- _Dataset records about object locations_
◇ ◇ ◇ ◇
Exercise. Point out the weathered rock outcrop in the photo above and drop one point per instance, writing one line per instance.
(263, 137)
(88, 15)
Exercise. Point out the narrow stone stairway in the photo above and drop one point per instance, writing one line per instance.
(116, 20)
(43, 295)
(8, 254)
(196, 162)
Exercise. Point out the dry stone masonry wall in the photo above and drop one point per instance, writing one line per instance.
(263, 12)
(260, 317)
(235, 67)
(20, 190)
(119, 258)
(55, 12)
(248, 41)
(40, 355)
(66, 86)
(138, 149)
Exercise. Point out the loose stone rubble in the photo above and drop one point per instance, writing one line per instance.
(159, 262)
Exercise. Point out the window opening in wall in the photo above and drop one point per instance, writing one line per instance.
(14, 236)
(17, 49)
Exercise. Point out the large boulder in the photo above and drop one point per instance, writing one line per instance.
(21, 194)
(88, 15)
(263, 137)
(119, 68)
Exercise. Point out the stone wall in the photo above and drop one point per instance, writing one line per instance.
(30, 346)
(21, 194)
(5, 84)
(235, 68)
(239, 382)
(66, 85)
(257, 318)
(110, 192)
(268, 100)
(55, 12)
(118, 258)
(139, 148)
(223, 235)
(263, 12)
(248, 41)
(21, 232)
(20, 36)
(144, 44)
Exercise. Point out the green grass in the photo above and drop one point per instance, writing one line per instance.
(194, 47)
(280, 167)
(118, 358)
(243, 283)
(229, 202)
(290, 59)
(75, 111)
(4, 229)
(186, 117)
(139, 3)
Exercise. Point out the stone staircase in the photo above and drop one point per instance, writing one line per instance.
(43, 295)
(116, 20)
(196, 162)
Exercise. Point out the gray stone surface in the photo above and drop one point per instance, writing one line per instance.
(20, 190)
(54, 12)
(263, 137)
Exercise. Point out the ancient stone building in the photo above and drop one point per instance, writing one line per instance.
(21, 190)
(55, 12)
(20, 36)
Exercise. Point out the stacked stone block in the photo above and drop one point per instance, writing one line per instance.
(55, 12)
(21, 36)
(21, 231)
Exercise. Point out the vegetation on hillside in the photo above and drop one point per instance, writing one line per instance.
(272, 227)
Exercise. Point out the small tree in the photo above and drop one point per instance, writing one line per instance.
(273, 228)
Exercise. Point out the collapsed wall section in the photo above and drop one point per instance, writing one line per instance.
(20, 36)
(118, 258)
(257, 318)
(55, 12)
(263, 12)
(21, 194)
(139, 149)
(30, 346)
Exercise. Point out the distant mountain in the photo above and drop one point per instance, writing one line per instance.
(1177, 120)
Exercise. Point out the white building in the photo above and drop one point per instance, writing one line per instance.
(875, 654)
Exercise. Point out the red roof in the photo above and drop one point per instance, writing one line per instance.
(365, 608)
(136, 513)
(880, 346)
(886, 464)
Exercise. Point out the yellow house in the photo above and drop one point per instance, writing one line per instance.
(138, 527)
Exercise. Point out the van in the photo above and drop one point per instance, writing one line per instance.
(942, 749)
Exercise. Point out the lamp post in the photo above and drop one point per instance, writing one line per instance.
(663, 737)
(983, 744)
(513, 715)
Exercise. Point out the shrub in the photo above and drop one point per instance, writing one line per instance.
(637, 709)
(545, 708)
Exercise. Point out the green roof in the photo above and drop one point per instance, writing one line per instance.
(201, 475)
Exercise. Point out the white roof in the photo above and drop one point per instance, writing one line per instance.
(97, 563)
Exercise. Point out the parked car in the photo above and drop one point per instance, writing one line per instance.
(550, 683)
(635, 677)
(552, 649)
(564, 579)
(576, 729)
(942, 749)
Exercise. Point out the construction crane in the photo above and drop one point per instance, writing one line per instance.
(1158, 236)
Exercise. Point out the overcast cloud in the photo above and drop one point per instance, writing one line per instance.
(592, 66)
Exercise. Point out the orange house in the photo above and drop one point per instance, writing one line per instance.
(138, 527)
◇ ◇ ◇ ◇
- _Instruction_
Copy all data exactly, start to finish.

- _The reply_
Exercise. Point out the weathered rock outcrop in the photo above and drop one point per instance, writing one line per instance.
(263, 137)
(88, 15)
Exercise. Point out the narrow stone stairway in the photo above and drop one point per instance, writing one line per instance.
(116, 20)
(43, 295)
(8, 254)
(196, 162)
Exercise. Point out the dry stone masonry wall in the photo above and drop one point per instance, writing one line per instance.
(263, 12)
(260, 317)
(235, 67)
(20, 190)
(119, 258)
(55, 12)
(248, 41)
(40, 355)
(66, 86)
(138, 149)
Exercise. Point out the loose stone rubble in the photo above and drop one point per instance, writing one line per instance.
(159, 262)
Exercise. Point out the window opening in wall in the photo above and drop one point per instance, writing one line per instance.
(14, 236)
(17, 49)
Exercise. Point out the large boulder in the photo above and drop one point per instance, writing one line per instance.
(21, 194)
(88, 15)
(263, 137)
(119, 68)
Exercise. Point out the stone wall in the photo above and drop one point per instance, writing one line per instance.
(30, 346)
(21, 194)
(5, 84)
(235, 68)
(239, 382)
(66, 85)
(257, 318)
(110, 192)
(268, 100)
(55, 12)
(118, 258)
(139, 148)
(223, 235)
(263, 12)
(248, 41)
(21, 232)
(20, 36)
(144, 44)
Exercise. Point out the green grass in the photo above and drop one point per instance, writing one line per instance.
(194, 47)
(280, 167)
(118, 358)
(243, 283)
(229, 202)
(290, 59)
(75, 111)
(4, 229)
(186, 117)
(139, 3)
Exercise. Point out the stone staircase in the photo above and drop one point per instance, writing one line per instance.
(43, 295)
(116, 20)
(196, 162)
Exercise. Point out the gray stone surface in the photo above and drop one point per instance, writing one line per instance.
(20, 190)
(54, 12)
(263, 137)
Exercise. Point out the ancient stone building in the photo above and drop one point per instance, writing one line per instance.
(21, 190)
(55, 12)
(20, 36)
Exercise. Point out the stacked stone block in the photo above and drop one point per instance, writing one line per instance.
(55, 12)
(21, 36)
(21, 231)
Exercise. Point out the vegetation on hillside in the photo above and drop one point per instance, writing one line per instance.
(272, 227)
Exercise. Point out the small tree in the photo above and drop one point per instance, writing one line per instance.
(273, 228)
Exercise. Point out the collapsed wall section in the photo above and drop one point per instance, writing one line per instance.
(20, 36)
(118, 258)
(257, 318)
(55, 12)
(263, 12)
(21, 194)
(139, 149)
(30, 346)
Exercise. Point out the distant mountain in the photo above and drop one point per instance, writing one line per instance.
(1177, 120)
Exercise. Point out the white building in the photo above and drop one point per instance, writing one line per instance.
(875, 654)
Exercise. Point out the red roof in the photo above and drop one point per instance, writing one line per instance.
(365, 608)
(136, 513)
(880, 346)
(886, 464)
Exercise. Point out the yellow house in the photo above and drop one point per instance, writing one line per instance.
(138, 527)
Exercise. Point out the van in the photo above and drop one point per instance, writing one line per instance.
(942, 749)
Exercise. Point out the lamp post in the photo above and drop one point per instance, writing one line per instance.
(663, 737)
(983, 744)
(513, 715)
Exercise. Point out the shrub in the photo above and drop one point per instance, writing one line per instance.
(637, 709)
(545, 708)
Exercise. Point out the green roof in the photo above and drop one point per instance, writing one line per instance.
(201, 475)
Exercise. Point out the white roof in the photo above and drop one point per instance, writing one line per instance.
(97, 563)
Exercise. Point out the parked car in the photo above and drop one point per instance, writing one line per instance.
(550, 683)
(635, 677)
(552, 649)
(564, 579)
(576, 729)
(942, 749)
Exercise. Point out the construction crane in the photo above and drop one point per instance, writing one line per instance.
(1158, 236)
Exercise. Point out the overcast cloud in the photo above and drop one point per instance, writing one line per instance.
(592, 66)
Exercise. Point out the orange house in the photo above and drop one point per instance, writing one line per instance.
(138, 527)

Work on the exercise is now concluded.